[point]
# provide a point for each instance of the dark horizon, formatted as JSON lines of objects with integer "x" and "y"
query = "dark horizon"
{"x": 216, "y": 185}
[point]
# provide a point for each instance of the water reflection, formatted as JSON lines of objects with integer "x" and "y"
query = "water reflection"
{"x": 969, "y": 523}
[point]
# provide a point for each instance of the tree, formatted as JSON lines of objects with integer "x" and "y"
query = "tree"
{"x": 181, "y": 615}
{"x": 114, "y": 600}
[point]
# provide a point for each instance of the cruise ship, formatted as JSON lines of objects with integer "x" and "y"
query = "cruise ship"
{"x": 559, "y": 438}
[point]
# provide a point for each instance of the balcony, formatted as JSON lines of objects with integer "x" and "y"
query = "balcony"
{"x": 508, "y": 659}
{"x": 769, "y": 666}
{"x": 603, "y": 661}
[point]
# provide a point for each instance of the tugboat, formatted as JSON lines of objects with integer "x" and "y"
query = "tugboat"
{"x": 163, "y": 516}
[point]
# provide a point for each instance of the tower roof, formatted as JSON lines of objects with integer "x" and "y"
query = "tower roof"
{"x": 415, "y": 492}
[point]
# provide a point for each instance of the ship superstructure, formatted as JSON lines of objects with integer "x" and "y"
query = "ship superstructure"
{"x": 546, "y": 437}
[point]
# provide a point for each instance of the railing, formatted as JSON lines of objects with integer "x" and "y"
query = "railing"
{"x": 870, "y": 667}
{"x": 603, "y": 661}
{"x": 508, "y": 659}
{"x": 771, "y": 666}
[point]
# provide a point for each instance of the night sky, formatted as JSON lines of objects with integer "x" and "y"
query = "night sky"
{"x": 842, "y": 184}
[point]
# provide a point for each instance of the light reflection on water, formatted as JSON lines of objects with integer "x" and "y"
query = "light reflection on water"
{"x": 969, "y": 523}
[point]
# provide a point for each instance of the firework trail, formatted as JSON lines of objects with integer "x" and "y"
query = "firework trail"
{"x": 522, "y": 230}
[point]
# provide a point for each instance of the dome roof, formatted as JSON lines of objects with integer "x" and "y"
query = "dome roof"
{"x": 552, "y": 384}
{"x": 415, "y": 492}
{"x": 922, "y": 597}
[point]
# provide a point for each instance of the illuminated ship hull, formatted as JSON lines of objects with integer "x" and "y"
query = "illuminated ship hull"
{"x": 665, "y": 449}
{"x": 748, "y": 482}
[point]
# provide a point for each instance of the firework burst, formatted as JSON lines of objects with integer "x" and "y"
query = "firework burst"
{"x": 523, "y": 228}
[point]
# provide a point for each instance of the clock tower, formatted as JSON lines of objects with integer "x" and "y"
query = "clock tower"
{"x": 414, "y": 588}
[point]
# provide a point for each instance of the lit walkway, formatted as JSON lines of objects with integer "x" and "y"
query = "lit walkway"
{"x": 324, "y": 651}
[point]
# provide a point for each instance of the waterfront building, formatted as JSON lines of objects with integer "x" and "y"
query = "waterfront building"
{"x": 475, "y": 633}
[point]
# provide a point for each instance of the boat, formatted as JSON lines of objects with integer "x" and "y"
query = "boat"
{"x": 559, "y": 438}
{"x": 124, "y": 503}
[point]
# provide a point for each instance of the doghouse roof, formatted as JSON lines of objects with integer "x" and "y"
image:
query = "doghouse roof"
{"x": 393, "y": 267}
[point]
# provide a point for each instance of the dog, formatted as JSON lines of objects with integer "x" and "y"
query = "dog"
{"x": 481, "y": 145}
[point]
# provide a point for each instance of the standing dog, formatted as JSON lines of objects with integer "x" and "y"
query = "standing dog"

□ □ □ □ □

YOUR GOAL: How many of the lines above contain the string "tower"? Reply with the number alone.

FINAL RESULT: 4